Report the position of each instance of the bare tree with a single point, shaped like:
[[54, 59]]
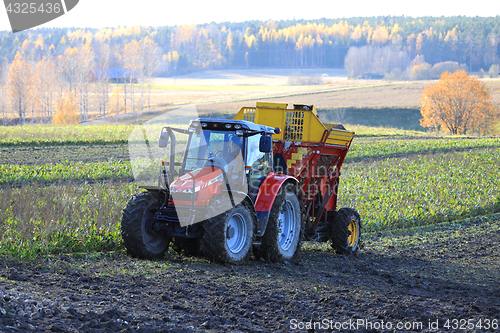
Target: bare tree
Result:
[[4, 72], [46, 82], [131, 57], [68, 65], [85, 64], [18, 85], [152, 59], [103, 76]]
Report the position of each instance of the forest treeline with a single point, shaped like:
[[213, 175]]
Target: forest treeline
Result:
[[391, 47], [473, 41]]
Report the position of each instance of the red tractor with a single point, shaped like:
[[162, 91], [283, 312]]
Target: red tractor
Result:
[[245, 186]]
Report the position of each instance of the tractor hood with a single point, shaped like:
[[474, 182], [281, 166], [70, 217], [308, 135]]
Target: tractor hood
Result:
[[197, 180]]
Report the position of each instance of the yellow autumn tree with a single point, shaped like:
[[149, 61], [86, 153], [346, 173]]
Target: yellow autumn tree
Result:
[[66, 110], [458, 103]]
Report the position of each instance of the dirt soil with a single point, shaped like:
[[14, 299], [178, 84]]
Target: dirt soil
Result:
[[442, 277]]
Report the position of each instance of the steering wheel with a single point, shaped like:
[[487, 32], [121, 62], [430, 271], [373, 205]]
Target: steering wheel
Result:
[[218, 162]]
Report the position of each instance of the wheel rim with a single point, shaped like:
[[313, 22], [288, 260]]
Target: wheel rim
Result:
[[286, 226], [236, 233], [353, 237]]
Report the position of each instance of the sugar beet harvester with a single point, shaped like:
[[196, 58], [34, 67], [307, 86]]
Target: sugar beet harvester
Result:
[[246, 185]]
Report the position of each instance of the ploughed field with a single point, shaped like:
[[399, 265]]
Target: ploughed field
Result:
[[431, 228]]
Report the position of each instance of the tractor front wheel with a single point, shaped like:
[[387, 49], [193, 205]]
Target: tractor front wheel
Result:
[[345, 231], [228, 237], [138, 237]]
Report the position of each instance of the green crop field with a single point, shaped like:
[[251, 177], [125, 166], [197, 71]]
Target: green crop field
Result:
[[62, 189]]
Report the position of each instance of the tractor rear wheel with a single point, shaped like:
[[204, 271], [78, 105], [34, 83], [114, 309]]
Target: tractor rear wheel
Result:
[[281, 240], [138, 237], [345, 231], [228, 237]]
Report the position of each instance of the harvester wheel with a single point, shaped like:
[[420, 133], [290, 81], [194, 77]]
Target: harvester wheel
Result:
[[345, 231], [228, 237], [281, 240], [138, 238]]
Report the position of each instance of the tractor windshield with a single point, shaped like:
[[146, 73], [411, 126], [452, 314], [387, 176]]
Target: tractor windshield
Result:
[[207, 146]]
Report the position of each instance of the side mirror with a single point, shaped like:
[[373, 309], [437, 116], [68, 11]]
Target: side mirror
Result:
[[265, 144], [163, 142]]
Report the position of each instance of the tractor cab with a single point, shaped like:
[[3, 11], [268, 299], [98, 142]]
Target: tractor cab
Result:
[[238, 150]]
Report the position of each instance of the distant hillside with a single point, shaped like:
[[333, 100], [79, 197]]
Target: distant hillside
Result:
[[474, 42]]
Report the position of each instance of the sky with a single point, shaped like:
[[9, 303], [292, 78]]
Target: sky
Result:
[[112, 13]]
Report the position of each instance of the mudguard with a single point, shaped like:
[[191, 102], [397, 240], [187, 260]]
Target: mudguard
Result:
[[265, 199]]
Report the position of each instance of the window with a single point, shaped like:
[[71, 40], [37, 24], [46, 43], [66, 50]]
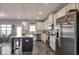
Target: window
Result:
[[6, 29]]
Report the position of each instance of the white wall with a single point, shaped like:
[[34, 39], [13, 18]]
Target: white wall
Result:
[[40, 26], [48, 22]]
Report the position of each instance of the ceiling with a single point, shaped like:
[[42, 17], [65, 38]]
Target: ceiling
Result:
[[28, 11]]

* * *

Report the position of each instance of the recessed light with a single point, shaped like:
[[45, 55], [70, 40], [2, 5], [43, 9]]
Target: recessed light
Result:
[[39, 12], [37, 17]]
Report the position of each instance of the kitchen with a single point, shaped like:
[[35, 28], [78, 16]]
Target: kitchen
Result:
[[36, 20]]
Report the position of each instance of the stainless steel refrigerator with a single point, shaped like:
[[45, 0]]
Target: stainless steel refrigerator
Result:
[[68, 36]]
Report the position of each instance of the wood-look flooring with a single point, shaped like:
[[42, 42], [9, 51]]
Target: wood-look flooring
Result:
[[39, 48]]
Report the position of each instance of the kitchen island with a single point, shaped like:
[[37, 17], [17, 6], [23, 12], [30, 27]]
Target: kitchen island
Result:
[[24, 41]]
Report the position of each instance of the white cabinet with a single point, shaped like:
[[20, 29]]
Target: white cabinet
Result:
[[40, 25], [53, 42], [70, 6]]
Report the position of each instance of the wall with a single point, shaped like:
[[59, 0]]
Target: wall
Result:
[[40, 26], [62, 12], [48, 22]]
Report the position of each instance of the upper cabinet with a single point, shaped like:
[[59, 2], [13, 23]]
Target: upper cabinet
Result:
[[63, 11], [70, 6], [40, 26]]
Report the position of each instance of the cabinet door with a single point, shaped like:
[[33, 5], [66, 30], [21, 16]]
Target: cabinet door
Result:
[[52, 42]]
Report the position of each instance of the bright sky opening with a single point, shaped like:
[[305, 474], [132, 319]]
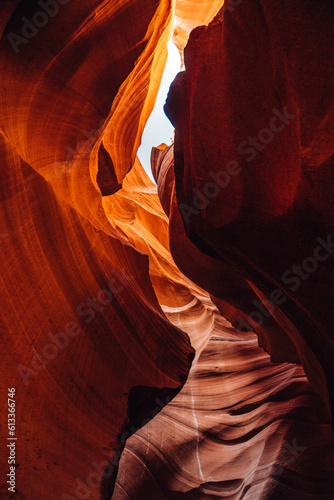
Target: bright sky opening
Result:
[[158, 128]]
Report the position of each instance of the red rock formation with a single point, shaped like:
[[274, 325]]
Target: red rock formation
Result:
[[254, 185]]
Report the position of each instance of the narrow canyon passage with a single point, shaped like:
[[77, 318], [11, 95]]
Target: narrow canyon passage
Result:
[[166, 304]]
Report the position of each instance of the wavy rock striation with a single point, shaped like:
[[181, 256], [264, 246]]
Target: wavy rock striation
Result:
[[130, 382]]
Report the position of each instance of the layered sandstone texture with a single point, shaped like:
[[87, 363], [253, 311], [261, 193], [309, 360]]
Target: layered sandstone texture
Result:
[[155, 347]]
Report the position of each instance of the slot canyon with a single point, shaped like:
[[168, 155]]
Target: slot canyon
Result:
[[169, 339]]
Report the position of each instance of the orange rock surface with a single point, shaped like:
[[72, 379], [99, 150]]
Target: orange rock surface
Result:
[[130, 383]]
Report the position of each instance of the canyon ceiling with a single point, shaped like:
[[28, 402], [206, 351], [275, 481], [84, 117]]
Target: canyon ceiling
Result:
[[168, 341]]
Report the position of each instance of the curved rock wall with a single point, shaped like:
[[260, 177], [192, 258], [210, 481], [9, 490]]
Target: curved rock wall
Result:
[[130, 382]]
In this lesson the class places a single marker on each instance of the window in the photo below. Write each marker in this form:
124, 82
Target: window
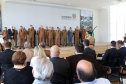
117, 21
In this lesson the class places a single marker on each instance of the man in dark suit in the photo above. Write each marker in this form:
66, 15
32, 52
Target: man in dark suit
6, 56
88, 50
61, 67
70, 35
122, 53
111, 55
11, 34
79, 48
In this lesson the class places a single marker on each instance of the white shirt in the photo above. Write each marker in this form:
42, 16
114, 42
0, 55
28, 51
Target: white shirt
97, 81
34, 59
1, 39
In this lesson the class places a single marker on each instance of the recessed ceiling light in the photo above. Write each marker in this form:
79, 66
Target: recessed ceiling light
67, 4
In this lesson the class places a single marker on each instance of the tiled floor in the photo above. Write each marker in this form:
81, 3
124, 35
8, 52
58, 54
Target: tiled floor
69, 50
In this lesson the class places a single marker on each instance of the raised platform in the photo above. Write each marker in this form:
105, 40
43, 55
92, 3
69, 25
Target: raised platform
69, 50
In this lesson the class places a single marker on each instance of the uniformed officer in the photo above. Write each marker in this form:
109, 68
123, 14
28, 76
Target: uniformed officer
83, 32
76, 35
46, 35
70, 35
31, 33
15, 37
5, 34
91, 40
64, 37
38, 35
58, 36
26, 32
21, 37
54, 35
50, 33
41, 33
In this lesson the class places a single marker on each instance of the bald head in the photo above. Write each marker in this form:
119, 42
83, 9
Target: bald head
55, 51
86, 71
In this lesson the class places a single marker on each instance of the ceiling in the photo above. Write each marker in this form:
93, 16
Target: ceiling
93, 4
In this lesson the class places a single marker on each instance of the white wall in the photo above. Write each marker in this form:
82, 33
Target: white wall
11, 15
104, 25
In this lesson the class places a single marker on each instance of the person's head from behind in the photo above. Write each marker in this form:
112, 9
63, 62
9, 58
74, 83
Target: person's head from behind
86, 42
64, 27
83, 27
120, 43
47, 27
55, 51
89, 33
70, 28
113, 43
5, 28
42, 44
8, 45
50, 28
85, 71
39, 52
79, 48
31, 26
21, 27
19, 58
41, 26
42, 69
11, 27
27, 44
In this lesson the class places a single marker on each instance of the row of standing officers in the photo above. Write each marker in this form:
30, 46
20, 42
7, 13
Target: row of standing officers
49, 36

PROBLEM DESCRIPTION:
Rewrite the part of the data that opens with the line containing "Report the position of each instance of the sky" and closes with the line containing "[[112, 13]]", swapping "sky" for "cloud" and leaving everything else unchanged.

RESULT:
Report the position of each instance of the cloud with a single point, shaped like:
[[9, 303], [292, 78]]
Target: cloud
Result:
[[112, 13]]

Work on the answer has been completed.